> [Work required]:
Print everything from the start of the rows down to the line that contains "[(185, 47), (96, 45), (141, 44), (202, 45)]", both ends included, copying those lines exactly. Leave the pictures out of your answer.

Dataset rows on where things appear:
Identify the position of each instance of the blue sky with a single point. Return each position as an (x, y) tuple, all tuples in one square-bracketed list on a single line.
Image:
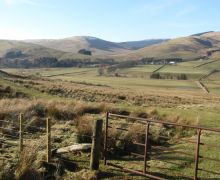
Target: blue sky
[(114, 20)]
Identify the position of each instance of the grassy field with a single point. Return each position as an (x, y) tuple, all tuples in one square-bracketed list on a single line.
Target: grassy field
[(76, 92)]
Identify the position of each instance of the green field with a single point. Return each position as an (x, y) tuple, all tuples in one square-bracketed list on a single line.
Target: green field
[(180, 101)]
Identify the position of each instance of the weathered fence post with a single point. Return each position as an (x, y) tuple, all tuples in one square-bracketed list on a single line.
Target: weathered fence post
[(96, 144), (106, 139), (146, 147), (197, 155), (48, 140), (20, 133)]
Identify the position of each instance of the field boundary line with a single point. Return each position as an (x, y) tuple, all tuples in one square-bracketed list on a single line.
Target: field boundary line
[(159, 68), (205, 63), (202, 86)]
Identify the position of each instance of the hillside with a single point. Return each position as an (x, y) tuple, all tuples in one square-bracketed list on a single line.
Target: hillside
[(185, 47), (96, 45), (141, 44), (202, 45)]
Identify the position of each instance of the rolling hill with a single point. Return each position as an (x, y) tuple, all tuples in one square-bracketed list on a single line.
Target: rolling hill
[(189, 47), (202, 45), (96, 45)]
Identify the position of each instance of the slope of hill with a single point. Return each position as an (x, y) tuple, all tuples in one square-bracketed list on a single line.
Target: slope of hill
[(27, 49), (141, 44), (96, 45), (185, 47), (74, 44)]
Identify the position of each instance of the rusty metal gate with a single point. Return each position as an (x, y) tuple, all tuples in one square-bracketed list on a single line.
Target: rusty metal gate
[(148, 148)]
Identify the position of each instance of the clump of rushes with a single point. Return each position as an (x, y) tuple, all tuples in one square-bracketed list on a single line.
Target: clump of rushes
[(84, 126)]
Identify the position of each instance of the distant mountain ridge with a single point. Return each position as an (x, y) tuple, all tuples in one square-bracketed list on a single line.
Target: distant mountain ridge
[(96, 45), (202, 45)]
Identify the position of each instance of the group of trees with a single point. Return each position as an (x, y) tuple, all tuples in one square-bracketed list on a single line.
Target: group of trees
[(181, 76), (47, 62)]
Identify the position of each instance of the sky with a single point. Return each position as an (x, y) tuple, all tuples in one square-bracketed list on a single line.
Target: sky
[(113, 20)]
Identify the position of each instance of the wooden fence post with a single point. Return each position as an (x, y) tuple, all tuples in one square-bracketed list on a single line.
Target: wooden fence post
[(197, 155), (20, 133), (48, 140), (106, 138), (146, 146), (96, 144)]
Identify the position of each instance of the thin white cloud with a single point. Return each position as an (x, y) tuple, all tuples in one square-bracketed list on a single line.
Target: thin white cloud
[(12, 2), (156, 7), (186, 11)]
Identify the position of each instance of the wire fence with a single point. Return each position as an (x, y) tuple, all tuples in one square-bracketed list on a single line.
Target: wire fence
[(153, 150)]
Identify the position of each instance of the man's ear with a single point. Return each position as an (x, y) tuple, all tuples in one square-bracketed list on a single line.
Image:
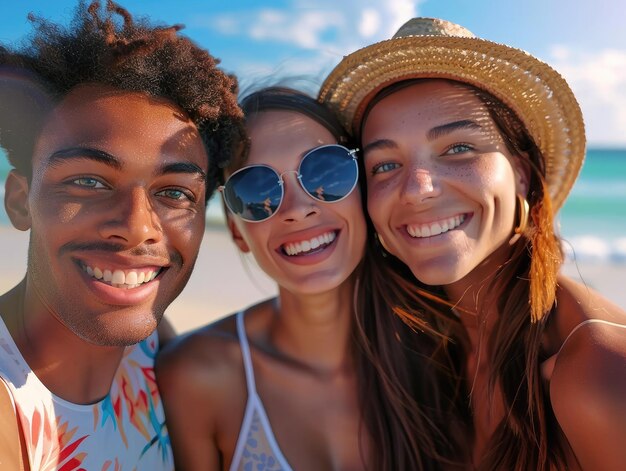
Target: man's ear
[(236, 234), (16, 200)]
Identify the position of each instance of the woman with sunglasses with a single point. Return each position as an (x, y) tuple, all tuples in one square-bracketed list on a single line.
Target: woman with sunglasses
[(284, 383), (470, 147)]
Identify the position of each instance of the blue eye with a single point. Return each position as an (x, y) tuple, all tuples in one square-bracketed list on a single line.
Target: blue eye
[(174, 194), (384, 167), (458, 149), (88, 182)]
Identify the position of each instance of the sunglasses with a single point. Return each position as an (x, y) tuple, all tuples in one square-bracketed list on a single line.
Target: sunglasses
[(327, 173)]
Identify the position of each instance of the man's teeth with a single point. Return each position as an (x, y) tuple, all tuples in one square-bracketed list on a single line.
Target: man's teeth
[(121, 279), (295, 248), (435, 228)]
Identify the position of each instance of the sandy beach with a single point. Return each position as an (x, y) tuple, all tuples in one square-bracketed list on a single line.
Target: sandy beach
[(225, 281)]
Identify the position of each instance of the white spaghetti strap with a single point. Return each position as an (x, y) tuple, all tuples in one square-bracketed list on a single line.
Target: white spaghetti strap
[(245, 353), (589, 321)]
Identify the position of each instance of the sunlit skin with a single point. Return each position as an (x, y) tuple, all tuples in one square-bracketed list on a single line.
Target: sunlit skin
[(106, 194), (301, 342), (300, 217), (435, 162), (434, 158)]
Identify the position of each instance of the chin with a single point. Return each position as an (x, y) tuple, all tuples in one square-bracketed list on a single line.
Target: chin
[(122, 332)]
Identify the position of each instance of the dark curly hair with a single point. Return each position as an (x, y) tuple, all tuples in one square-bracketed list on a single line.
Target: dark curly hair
[(111, 48)]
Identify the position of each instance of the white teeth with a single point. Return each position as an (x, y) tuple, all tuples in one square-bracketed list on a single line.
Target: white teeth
[(120, 279), (295, 248), (131, 278), (436, 228)]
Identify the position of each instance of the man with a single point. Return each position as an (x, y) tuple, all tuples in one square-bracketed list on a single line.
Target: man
[(115, 130)]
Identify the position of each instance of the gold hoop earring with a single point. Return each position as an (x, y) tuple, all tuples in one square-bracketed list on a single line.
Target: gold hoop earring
[(523, 211)]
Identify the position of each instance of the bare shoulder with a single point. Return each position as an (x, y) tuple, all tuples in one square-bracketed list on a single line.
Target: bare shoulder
[(588, 384), (203, 359)]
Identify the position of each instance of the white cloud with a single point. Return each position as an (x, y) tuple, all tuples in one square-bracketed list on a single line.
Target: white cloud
[(370, 23), (598, 79), (333, 25)]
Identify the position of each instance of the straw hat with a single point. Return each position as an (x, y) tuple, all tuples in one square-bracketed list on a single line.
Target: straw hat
[(433, 48)]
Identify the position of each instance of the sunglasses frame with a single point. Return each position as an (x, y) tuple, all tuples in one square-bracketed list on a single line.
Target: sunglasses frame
[(281, 182)]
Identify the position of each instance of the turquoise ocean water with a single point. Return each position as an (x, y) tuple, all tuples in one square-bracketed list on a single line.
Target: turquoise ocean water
[(592, 221)]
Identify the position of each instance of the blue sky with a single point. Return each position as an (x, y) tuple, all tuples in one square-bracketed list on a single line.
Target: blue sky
[(266, 41)]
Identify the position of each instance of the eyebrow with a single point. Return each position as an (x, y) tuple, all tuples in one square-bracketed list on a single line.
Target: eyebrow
[(87, 153), (448, 128), (183, 167), (103, 157)]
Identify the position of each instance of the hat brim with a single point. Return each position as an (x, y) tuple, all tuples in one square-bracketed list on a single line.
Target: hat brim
[(539, 96)]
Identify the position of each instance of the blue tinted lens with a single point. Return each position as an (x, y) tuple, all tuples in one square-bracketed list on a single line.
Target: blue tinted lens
[(253, 193), (329, 173)]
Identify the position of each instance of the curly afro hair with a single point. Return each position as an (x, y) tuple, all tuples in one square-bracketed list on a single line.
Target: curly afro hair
[(108, 46)]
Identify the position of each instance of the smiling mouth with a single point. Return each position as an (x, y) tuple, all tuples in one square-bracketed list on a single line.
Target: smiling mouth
[(305, 247), (124, 279), (435, 228)]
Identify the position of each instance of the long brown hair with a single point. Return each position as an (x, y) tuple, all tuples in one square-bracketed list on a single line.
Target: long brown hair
[(402, 434), (528, 436)]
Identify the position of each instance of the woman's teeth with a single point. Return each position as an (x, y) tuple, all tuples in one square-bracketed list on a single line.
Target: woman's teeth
[(296, 248), (435, 228), (120, 279)]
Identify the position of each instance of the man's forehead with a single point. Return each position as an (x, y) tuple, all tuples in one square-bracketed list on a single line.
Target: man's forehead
[(122, 123)]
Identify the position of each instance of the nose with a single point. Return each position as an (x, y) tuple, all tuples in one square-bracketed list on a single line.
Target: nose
[(133, 221), (420, 184), (297, 205)]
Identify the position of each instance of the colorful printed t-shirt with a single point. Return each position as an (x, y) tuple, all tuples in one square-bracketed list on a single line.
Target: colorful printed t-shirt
[(124, 431)]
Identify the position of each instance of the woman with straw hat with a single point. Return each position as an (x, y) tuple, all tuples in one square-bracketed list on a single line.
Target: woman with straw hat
[(469, 149)]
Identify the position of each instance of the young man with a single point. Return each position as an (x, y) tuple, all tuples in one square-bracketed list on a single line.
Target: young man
[(115, 130)]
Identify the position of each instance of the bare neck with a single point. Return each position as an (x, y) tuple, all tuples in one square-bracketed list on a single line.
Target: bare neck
[(70, 367), (316, 329)]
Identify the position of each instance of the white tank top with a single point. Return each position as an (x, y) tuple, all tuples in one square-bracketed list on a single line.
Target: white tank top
[(256, 447), (124, 431)]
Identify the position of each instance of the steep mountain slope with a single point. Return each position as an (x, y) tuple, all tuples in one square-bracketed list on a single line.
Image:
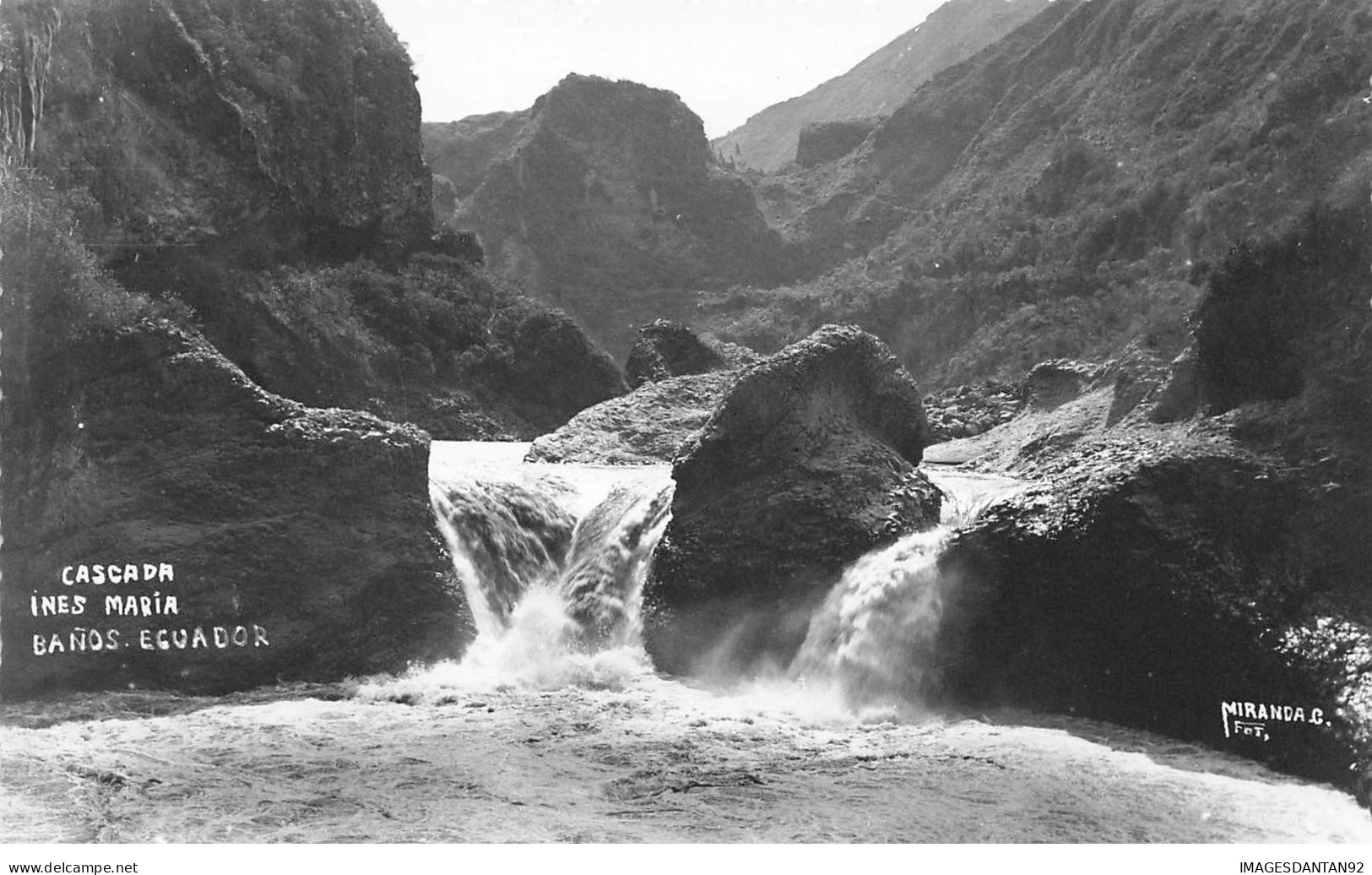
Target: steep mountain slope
[(232, 155), (878, 84), (463, 149), (1060, 193), (610, 206)]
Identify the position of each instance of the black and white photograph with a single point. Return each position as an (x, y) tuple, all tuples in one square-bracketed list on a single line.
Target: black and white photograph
[(685, 421)]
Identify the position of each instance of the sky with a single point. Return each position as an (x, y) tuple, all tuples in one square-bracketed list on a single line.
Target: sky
[(724, 58)]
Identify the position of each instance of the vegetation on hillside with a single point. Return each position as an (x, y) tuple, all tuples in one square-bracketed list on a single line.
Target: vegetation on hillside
[(1066, 191)]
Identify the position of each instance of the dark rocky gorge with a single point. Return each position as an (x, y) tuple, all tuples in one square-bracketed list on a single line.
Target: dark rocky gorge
[(210, 328)]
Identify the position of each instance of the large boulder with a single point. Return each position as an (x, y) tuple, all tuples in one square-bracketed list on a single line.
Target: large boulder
[(1170, 584), (647, 427), (667, 349), (805, 465)]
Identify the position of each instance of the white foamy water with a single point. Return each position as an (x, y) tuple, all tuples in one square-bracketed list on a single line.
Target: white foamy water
[(552, 560), (871, 645)]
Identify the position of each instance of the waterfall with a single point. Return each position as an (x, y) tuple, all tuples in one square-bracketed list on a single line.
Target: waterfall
[(873, 641)]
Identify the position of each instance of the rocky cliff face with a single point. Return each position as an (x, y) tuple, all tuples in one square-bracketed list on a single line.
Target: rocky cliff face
[(463, 149), (234, 155), (1060, 193), (261, 128), (881, 83), (1203, 576), (805, 464), (168, 523), (610, 206)]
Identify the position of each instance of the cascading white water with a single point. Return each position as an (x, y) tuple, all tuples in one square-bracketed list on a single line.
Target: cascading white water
[(553, 561), (873, 641)]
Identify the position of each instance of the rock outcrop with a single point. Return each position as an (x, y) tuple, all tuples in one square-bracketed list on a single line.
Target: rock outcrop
[(1156, 583), (186, 530), (665, 349), (647, 427), (825, 142), (265, 129), (610, 206), (261, 164), (1201, 576), (881, 83), (805, 465)]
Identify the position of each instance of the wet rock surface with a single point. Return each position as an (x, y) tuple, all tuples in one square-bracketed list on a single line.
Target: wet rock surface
[(805, 464), (647, 427), (667, 349)]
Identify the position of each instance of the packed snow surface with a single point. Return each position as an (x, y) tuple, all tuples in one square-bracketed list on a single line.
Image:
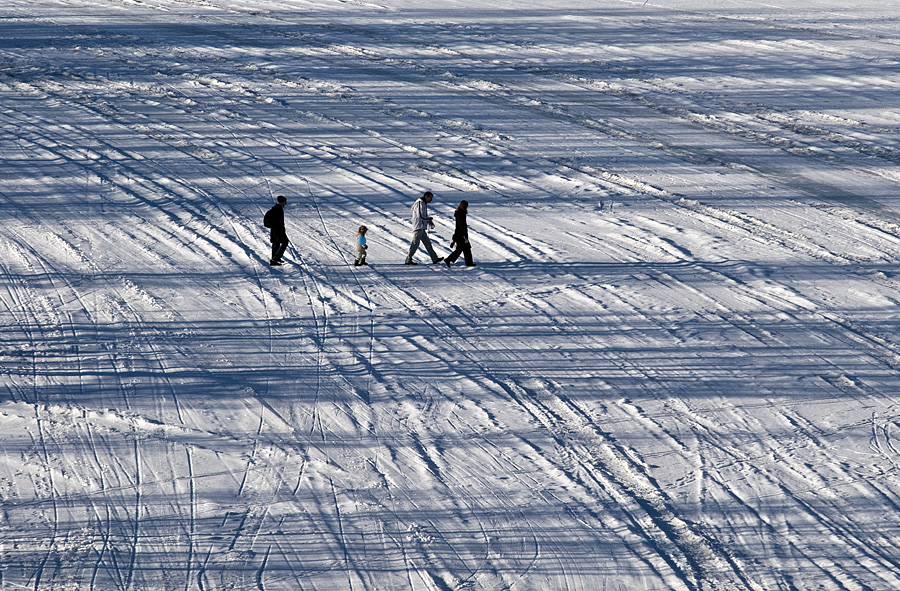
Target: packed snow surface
[(675, 366)]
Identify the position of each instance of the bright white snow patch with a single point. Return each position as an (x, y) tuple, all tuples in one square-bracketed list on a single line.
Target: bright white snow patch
[(675, 366)]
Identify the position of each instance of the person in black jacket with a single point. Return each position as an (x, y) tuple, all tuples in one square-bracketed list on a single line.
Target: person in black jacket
[(278, 235), (461, 236)]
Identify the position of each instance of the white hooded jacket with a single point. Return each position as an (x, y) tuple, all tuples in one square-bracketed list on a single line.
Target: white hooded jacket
[(420, 219)]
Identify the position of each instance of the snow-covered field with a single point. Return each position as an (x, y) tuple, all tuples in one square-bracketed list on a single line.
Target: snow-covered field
[(675, 366)]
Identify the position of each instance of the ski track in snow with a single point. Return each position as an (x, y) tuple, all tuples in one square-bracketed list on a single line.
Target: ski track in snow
[(674, 367)]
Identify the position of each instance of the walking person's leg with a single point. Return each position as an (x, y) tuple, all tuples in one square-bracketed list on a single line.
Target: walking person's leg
[(278, 250), (451, 258), (414, 246), (467, 254), (427, 242)]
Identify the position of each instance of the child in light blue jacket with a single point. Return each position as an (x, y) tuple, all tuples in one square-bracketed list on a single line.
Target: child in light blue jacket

> [Exercise result]:
Identify the position of each instance of the blue sky with a single point. Return each position as an (x, y) tuple, all tuples in one square-bracketed list on a single line.
Image:
Target: blue sky
[(114, 20)]
Identify the position of each instance of the grassy field with a single point. Return each position as an (x, y) tuple, all tuples in one square-bracketed list on a single line.
Target: grassy field
[(76, 92)]
Identify the position of each instance of the green field with a single point. Return each position as an (x, y) tuple, all tuples in one square-bracketed list on a single line.
Target: green field
[(180, 101)]
Identify the position of each instance of the weathered fence post with a single point. Return each position as an (x, y) tuple, all tuples in one square-bracketed list on a single line.
Target: weathered fence post
[(96, 144), (106, 139), (146, 147), (197, 155), (48, 140), (20, 133)]
Identify the position of each instance of the field boundary line with a single point. Return each position as an (x, y) tuple, all tuples in one square-bracketed list on a single line.
Target: field boundary line
[(159, 68), (205, 63), (202, 86)]
Identify the position of each instance of the hillside with a single point. Return each position as an (x, y) tuple, all tuples in one square-bracketed list on a single line.
Target: hillside
[(185, 47), (96, 45), (141, 44), (202, 45)]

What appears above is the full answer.